SOURCE EXTRACT —
# WSM - Fuel



## lifechosen (Dec 26, 2018)

I wanted to get your opinion about fuel for the WSM.  I've read that the WSM is meant to use Kingsford Briquets as fuel, and not lump charcoal.  What are your thoughts when it comes to this decision regarding temperature control, flavor, longevity, etc.

Appreciate it.


----------



## dcecil (Dec 26, 2018)

I happen to know a guy on the forum that will be all over this question as soon as he sees it.  Chris is the Weber guru


----------



## 6GRILLZNTN (Dec 26, 2018)

I've always found lump burns hot and fast, where as KBB does better with low and slow.  I like KBB in my WSM, and lump in my kettle.  Of course, my opinion is like..well, uh..you know!


----------



## chopsaw (Dec 26, 2018)

Royal oak ridge is what I use . My WSM is a 14 , and don't use alot of fuel any way , but the ridge with wood chunks works great for me .


----------



## joshwl2003 (Dec 26, 2018)

I use lump on my 22. Temp normally floats between 225 and 280. I open one damper about the width of a pencil and the top all the way.

If it burns to hot I’ll close the top down for a little bit.

EXTRACTED INFORMATION —
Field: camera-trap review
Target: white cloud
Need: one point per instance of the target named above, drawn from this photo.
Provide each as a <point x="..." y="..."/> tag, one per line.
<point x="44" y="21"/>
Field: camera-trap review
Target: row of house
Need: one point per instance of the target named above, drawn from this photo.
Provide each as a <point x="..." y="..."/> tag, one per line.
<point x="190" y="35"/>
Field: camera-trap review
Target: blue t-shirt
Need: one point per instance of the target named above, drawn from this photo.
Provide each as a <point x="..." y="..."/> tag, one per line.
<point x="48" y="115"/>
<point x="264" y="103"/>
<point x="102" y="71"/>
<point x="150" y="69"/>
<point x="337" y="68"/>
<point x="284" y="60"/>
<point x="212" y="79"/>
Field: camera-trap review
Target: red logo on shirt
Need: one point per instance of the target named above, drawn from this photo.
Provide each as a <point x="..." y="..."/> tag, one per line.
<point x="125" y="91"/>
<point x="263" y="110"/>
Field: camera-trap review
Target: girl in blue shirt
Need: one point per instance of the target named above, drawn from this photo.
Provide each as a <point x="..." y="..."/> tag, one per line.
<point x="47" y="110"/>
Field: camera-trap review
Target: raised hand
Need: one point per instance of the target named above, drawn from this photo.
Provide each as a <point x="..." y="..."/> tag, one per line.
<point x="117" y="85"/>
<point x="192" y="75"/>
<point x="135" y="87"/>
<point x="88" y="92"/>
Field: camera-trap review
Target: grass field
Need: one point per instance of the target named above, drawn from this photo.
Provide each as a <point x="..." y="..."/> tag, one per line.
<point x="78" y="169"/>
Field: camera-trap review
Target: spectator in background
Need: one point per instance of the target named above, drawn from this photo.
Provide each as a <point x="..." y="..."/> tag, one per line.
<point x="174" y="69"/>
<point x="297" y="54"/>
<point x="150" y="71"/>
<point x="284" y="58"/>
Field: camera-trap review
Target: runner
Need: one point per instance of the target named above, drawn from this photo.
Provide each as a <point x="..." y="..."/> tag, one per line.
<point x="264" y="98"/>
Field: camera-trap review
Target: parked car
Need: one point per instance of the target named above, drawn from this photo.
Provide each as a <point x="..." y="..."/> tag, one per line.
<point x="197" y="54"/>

CHALLENGES —
1. In the WSM fuel thread, which fuel does joshwl2003 use on the 22?
2. Report every line in the records that contains the string "shirt". Case counts.

ANSWERS BELOW —
1. Lump charcoal

2.
Target: blue t-shirt
Target: red logo on shirt
Target: girl in blue shirt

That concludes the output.